**掲載本文:**
----

MSAP工法のポイント

MSAP工法が注目を浴びてきていますね。

MSAP工法は主にスマートフォンのプロセッサに使われるような小型パッケージ基板(CSP=Chip Size Package)に用いられています。

MSAPの利点はあらかじめ樹脂(絶縁層)と銅箔(導体シード層)との密着が約束されているため、SAPのような樹脂と無電解銅めっきの密着を気にしなくていいところにあります。

その代わりSAPと違って、下記の工程がポイントとなります。
1,レーザービア加工が銅箔貫通処理(Cuダイレクトレーザー加工)となる(下記工程2)
2,シード層エッチングエッチング量が多くなる(下記工程9)

1はブラウン処理が必要になります。
最近ではマイクロシンと呼ばれる極薄銅箔が普及しており、その極薄銅箔に対しての粗化エッチングとなりますので、エッチング量の制御がカギとなるでしょうか。

----

**演習用資料:**

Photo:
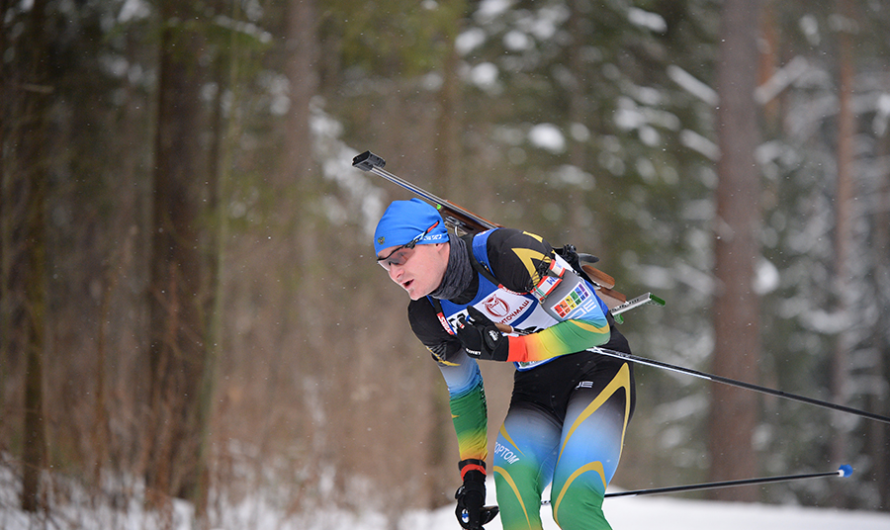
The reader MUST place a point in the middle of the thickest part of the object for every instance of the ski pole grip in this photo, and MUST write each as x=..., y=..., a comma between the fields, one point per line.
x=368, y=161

----

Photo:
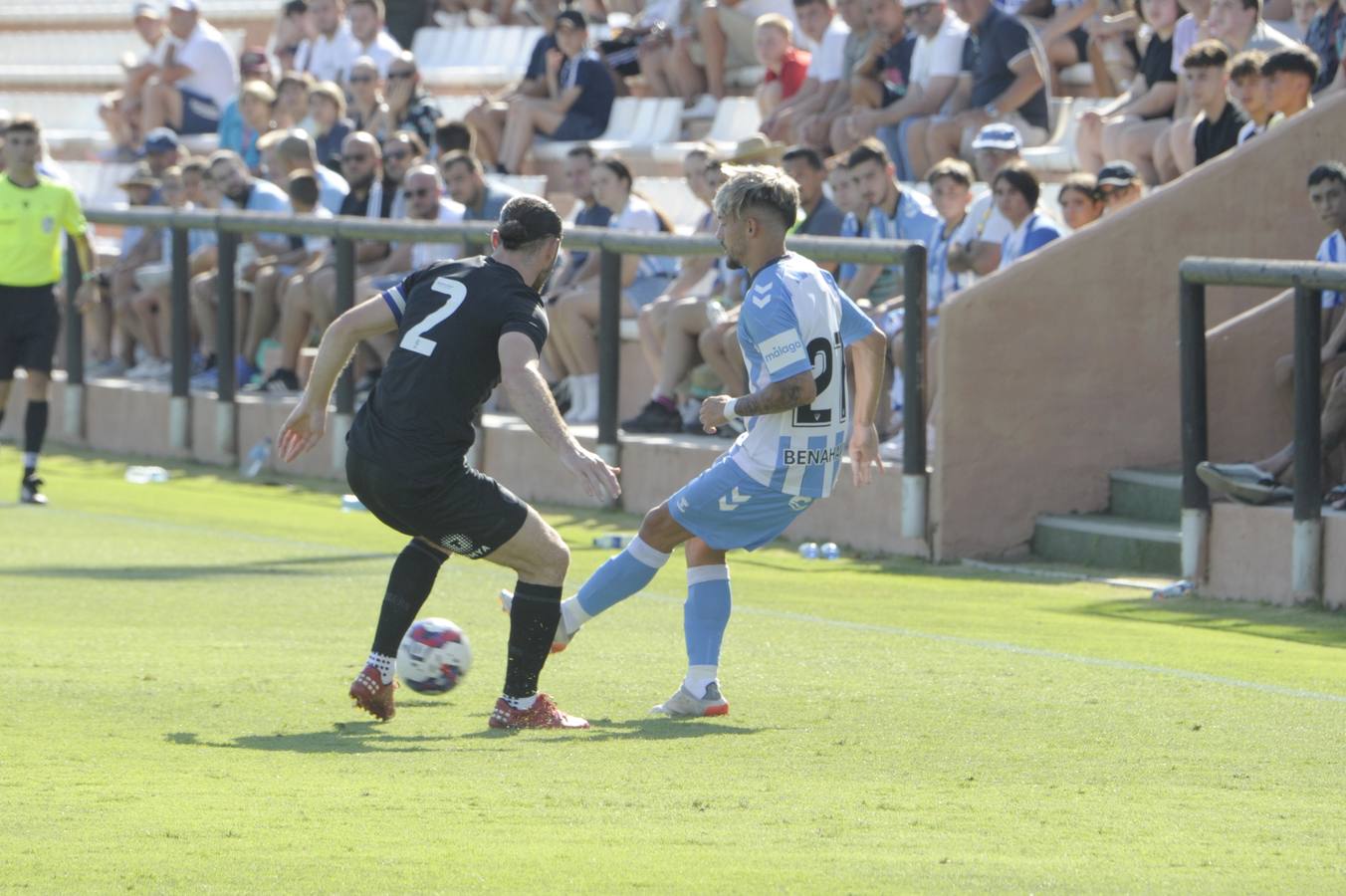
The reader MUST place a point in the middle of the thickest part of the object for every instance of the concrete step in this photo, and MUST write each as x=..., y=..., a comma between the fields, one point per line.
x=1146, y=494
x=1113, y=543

----

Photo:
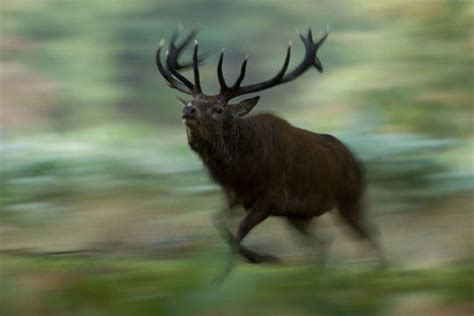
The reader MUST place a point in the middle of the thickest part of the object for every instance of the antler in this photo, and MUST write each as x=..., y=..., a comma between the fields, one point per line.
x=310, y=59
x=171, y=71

----

**練習問題:**
#1 MSAP工法を扱った本文のうち、「MSAP工法が注目を浴びてきていますね。」で始まり「ー加工)となる(下記工程2)」までの部分を一字も変えずに書き写すこと。
#2 上の行から、文字列「place」を含むものを一つ残らず抜き出すこと。
上の本文と行とのあいだには何の関係もない。

**解答:**
#1
MSAP工法が注目を浴びてきていますね。

MSAP工法は主にスマートフォンのプロセッサに使われるような小型パッケージ基板(CSP=Chip Size Package)に用いられています。

MSAPの利点はあらかじめ樹脂(絶縁層)と銅箔(導体シード層)との密着が約束されているため、SAPのような樹脂と無電解銅めっきの密着を気にしなくていいところにあります。

その代わりSAPと違って、下記の工程がポイントとなります。
1,レーザービア加工が銅箔貫通処理(Cuダイレクトレーザー加工)となる(下記工程2)

#2
The reader MUST place a point in the middle of the thickest part of the object for every instance of the ski pole grip in this photo, and MUST write each as x=..., y=..., a comma between the fields, one point per line.
The reader MUST place a point in the middle of the thickest part of the object for every instance of the concrete step in this photo, and MUST write each as x=..., y=..., a comma between the fields, one point per line.
The reader MUST place a point in the middle of the thickest part of the object for every instance of the antler in this photo, and MUST write each as x=..., y=..., a comma between the fields, one point per line.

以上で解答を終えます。